─── EXERCISE DATA ───

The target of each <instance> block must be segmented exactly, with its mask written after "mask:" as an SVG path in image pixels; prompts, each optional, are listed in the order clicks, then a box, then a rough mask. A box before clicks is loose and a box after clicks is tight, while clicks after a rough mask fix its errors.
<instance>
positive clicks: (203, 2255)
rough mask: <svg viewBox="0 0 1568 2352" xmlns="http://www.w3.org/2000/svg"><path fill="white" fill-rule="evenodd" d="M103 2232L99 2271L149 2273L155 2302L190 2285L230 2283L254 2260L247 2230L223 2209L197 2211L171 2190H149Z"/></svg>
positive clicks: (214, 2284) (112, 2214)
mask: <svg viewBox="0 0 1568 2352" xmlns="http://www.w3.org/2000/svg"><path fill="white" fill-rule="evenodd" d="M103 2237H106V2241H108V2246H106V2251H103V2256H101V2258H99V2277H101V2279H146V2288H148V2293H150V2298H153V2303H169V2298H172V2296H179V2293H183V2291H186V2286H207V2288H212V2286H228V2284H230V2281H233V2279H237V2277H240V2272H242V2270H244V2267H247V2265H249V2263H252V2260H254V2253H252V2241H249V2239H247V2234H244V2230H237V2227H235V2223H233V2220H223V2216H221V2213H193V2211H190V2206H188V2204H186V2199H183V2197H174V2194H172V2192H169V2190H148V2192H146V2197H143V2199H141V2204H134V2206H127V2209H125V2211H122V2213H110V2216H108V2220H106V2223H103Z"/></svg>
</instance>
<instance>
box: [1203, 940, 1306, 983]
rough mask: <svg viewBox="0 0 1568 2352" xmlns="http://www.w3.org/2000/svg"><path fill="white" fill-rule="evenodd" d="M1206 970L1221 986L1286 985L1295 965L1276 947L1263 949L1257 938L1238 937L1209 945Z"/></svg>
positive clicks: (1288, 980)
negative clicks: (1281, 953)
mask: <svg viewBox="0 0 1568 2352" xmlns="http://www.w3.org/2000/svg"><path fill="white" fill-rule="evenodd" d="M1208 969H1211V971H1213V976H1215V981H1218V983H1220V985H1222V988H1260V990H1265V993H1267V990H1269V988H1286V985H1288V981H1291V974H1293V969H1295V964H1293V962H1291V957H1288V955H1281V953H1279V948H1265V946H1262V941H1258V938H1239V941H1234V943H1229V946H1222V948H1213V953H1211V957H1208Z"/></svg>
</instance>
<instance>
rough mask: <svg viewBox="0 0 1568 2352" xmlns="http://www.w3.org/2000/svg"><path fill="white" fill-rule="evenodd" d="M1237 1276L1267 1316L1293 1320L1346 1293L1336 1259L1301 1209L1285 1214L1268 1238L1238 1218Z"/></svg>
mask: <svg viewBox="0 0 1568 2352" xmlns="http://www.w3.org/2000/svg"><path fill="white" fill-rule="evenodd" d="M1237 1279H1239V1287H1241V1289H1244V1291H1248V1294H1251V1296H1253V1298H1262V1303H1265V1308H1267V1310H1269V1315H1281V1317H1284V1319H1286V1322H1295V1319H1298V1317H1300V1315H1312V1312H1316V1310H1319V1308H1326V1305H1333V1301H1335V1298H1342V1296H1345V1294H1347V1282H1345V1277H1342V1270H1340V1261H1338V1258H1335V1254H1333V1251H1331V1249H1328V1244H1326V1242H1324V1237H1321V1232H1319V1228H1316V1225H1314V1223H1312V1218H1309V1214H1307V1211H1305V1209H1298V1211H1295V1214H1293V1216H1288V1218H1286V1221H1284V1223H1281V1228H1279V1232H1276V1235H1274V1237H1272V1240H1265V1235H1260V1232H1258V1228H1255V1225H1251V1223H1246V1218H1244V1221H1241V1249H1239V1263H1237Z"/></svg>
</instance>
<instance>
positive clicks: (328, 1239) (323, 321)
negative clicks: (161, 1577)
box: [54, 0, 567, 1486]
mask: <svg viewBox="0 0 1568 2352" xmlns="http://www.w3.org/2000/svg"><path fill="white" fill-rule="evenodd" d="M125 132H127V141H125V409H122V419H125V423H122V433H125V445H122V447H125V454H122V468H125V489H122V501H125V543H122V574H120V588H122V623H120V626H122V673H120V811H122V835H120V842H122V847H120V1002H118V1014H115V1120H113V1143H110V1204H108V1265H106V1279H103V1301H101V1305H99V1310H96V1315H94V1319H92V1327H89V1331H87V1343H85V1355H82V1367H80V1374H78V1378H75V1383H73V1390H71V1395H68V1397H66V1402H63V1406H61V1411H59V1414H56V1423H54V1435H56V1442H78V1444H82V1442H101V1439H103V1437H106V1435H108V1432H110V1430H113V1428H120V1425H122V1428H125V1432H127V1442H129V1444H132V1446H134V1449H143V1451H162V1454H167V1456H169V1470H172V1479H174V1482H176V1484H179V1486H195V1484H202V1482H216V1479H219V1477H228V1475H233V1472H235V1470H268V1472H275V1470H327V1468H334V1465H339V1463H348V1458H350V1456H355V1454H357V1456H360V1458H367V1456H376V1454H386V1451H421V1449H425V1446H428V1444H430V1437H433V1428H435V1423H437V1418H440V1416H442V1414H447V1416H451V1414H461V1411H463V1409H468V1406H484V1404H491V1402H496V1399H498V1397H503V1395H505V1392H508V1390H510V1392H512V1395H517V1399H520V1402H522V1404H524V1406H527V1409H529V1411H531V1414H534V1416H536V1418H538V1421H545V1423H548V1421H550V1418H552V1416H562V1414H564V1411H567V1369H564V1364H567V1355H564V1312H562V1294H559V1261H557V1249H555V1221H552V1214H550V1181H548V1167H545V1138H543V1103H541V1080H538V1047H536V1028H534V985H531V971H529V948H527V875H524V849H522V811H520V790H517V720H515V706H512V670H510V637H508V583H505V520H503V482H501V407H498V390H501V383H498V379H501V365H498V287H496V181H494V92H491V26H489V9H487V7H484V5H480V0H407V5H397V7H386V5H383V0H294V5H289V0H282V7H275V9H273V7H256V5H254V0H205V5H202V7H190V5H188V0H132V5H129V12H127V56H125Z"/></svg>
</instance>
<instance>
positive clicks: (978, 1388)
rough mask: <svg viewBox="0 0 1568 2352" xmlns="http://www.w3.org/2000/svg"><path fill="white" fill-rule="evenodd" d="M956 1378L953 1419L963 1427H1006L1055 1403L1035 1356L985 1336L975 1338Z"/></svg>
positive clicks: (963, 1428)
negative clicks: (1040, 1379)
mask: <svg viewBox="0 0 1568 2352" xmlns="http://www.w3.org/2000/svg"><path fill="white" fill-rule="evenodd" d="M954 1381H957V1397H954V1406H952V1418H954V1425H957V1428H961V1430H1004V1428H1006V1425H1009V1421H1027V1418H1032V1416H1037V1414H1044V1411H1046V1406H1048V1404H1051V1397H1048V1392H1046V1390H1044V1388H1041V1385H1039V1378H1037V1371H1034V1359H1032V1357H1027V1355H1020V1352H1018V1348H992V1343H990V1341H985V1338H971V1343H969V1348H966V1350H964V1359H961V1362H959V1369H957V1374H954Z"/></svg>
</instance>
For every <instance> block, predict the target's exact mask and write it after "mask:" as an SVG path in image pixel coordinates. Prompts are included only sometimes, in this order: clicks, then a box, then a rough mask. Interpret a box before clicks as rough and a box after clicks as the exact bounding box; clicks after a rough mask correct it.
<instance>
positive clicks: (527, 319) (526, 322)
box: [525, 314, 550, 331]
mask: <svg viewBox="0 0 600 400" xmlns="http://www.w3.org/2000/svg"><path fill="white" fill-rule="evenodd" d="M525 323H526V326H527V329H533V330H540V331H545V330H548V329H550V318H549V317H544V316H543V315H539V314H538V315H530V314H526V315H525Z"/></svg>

───

Both end lines included, restate word for word the lines above from the line with "positive clicks: (203, 2255)" to the line with "box: [1203, 940, 1306, 983]", and nothing else.

positive clicks: (203, 2255)
rough mask: <svg viewBox="0 0 1568 2352" xmlns="http://www.w3.org/2000/svg"><path fill="white" fill-rule="evenodd" d="M103 2232L99 2271L149 2273L155 2302L190 2285L230 2283L254 2260L247 2230L223 2209L197 2211L171 2190H149Z"/></svg>
positive clicks: (214, 2284) (112, 2214)
mask: <svg viewBox="0 0 1568 2352" xmlns="http://www.w3.org/2000/svg"><path fill="white" fill-rule="evenodd" d="M103 2237H106V2241H108V2246H106V2251H103V2256H101V2258H99V2277H101V2279H146V2288H148V2293H150V2298H153V2303H169V2298H172V2296H179V2293H183V2291H186V2286H207V2288H212V2286H228V2284H230V2281H233V2279H237V2277H240V2272H242V2270H244V2267H247V2265H249V2263H252V2260H254V2253H252V2241H249V2239H247V2234H244V2230H237V2227H235V2223H233V2220H223V2216H221V2213H193V2211H190V2206H188V2204H186V2199H183V2197H174V2194H172V2192H169V2190H148V2192H146V2197H143V2199H141V2204H134V2206H127V2209H125V2211H122V2213H110V2216H108V2220H106V2223H103Z"/></svg>
</instance>
<instance>
box: [1203, 940, 1306, 983]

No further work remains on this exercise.